Thank you for your time. g is complex and I apologize for that. However, Im(g) is a constant number since it varies with another variable other than z. So lets say Im(g)= 0.5
What I meant from 1=2 +3 is that notice that d(I0) /dz = d( ISBS)/dz + d(I STOKES)/dz.
As for your approach, I0 represents the intensity of light introduced into the medium while SBS and STOKES represent 2 light waves counter propagating the forward wave of index 0 which puts me in trouble since initally at z=0 I only have the forward wave.
With that being said, is your suggestion still valid? If not what other choice do I have?

6. Nov 19, 2015

BvU

I still see an $|A_0|^2$ sitting there. is it constant and equal to 1 ? But even d(I0) /dz = (d( ISBS)/dz)/A02 + d(I STOKES)/dz is enough to reduce this to a two differential equations problem -- doesn't change the suggestion.

But it is a bit strange that sbs and stokes should both end up at Cst1 for z=L

7. Nov 19, 2015

eahaidar

Now i see your point. Drop the |A0|^2 since it is inside I0.

※ ※ ※

▸ **REQUIRED TASKS**:
A: Answer these about the forum thread:
(i) What value is Im(g) set to?
(ii) At z=0, which wave is the only one present?
(iii) According to the last post, what should be dropped, and why?
B: Can you carry on the forum thread on the SBS and Stokes equations from the point where its last post ends?
Nothing here depends on the entries.

※ ※ ※

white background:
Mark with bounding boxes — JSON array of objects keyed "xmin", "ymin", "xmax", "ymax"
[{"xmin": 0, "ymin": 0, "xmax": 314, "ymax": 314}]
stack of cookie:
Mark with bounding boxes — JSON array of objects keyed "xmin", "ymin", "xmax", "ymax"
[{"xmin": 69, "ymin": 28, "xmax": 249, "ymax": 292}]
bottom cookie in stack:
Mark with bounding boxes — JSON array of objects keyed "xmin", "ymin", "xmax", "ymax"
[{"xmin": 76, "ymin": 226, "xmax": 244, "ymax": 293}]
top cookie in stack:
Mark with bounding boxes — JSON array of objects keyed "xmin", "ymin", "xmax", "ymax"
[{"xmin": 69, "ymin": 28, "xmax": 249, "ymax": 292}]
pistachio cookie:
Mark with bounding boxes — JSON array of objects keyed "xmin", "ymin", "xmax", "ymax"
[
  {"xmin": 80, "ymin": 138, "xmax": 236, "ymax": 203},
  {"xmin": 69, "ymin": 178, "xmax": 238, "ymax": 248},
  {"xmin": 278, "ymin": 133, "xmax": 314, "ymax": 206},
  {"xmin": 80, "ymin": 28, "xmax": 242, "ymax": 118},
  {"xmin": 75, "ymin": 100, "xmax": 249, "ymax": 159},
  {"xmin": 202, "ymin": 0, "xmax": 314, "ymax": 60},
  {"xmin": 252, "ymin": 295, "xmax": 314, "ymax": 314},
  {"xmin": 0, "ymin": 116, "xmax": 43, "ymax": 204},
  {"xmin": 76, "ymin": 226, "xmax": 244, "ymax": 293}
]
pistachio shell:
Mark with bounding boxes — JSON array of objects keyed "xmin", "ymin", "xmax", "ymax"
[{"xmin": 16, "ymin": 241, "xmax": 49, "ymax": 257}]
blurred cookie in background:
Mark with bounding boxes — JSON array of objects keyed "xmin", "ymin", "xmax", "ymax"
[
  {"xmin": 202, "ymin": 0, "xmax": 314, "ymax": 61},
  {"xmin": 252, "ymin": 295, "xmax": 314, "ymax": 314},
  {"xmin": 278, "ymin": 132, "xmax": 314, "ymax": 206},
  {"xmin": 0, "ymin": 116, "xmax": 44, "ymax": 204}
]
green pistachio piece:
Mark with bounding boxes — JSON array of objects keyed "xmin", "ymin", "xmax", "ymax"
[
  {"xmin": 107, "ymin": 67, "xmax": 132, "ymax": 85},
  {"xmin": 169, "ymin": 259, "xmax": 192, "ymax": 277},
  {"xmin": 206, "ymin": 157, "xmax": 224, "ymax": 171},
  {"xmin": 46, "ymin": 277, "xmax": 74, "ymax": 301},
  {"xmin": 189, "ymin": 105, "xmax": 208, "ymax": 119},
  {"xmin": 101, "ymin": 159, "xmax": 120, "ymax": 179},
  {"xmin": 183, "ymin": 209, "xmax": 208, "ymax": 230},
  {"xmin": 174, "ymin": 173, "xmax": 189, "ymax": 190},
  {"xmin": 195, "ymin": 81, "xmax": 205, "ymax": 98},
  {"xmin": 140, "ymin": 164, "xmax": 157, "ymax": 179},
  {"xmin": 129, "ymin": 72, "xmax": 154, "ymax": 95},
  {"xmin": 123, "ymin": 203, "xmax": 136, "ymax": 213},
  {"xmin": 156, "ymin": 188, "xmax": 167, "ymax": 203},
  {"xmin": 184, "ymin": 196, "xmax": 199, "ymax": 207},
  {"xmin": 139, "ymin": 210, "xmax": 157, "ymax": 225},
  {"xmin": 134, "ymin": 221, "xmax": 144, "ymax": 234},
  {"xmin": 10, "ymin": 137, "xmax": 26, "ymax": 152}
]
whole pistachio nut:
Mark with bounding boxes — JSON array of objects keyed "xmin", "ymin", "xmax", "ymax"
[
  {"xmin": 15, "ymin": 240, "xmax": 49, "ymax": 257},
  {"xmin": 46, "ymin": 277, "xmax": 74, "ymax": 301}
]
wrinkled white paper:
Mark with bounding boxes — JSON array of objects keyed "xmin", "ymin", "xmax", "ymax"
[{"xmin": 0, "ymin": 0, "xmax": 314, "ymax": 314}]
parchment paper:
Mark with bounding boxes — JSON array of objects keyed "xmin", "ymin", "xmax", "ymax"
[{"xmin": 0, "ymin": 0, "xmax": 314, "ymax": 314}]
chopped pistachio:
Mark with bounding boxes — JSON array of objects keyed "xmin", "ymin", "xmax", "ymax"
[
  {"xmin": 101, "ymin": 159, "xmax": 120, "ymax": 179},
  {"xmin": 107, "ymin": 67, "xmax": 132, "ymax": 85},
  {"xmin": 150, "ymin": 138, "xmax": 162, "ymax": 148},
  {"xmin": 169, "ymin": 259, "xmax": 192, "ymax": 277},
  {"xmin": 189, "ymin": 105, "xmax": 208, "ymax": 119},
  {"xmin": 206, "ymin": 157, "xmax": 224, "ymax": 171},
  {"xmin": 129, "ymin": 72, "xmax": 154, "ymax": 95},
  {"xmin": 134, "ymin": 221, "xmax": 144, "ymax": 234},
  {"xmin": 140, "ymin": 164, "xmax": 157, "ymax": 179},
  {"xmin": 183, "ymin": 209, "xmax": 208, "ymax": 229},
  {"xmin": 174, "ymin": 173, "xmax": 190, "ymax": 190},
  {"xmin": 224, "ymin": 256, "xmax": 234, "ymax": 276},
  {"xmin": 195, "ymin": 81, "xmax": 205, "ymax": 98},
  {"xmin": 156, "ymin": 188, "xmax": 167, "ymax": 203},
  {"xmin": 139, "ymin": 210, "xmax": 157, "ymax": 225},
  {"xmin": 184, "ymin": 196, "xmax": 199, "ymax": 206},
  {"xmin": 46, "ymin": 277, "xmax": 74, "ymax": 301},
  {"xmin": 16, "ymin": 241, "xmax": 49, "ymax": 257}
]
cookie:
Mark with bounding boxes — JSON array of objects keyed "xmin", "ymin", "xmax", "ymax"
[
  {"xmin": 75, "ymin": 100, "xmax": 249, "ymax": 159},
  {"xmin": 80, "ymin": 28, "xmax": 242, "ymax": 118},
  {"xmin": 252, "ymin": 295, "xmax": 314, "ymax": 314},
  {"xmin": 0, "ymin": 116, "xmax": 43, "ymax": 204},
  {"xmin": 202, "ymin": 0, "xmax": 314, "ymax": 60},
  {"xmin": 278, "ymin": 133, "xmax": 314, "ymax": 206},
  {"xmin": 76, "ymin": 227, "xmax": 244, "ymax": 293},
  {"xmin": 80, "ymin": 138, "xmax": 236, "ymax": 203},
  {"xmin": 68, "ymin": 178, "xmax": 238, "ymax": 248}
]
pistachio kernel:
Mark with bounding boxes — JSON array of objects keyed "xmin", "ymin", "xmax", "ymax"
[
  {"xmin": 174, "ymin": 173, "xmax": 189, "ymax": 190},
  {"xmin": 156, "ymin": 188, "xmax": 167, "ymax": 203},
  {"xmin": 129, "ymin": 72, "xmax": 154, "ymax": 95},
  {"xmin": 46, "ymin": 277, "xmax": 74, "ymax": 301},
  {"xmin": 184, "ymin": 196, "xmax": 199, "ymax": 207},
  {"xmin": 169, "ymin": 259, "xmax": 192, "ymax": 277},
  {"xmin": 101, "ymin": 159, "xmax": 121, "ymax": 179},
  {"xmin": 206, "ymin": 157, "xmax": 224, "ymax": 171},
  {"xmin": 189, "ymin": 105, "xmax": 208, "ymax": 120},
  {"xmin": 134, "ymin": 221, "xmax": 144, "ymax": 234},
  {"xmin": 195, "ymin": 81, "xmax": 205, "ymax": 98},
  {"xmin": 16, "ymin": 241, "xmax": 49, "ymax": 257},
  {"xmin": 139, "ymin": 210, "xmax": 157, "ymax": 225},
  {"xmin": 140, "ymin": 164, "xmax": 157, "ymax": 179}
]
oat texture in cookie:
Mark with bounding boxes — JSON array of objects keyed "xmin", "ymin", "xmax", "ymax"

※ ※ ※

▸ **EXERCISE ANSWERS**:
A:
(i) 0.5
(ii) The forward wave (of index 0)
(iii) |A0|^2, because it is inside I0

B:
Now what i claimed that first equation is the sum of second and third. SBS and Stokes should be propagate on the other side of the medium and therefore there are initially at z=L that means they are introduced at the end of the medium. Does that make any sense or change anything?

8. Nov 19, 2015

BvU

So is this a set of differential equations in z only, or is there some time dependence that plays a role too ?

So far "Initial conditions" to me meant conditions at z = 0 and "boundary conditions" meant conditions at z = L

Are you doing things like Y Zhu describes in his thesis (e.g. (2.27) ) ? (stumbled on it while trying to decipher the term SBS)

9. Nov 19, 2015

eahaidar

Yes it only relies on z.
SBS stands for stimulated Brillouin scattering and so far yes the initial conditions are as you mentioned

10. Nov 20, 2015

BvU

So, if I summarize: you want to solve
$$\begin{cases} {dI_0\over dz} & = \ \ \ \ Im(g) I_0(I_{sbs}-I_{stokes})\\ {dI_{sbs}\over dz} &=\ \ \ \ Im(g) I_0 I_{sbs}\\ {dI_{stokes}\over dz} &= - Im(g) I_0 I_{stokes} \end{cases}$$ With initial condition $\ I_0(0) = C_2,\$ and boundary conditions $\ I_{sbs} (L) = I_{stokes}(L) = C_1$

Since 1 = 2 + 3 ${d\over dz}( I_0 - I_{sbs}-I_{stokes}) = 0 \Rightarrow I_0 - I_{sbs}-I_{stokes} = Const$, an unknown constant

I leave out the Im(g) (It's an over-all scale factor ) and give it to an integrator with initial conditions C2, u and v, respectively. Then I fumble with u and v until both end up at $C_1$. In the picture below $C_2 = 0.1, \ \ C_1 = 0.0312$ u and v come out 0.0135, 0.072

I did the fumbling (shooting) by hand, but you can let the computer do it.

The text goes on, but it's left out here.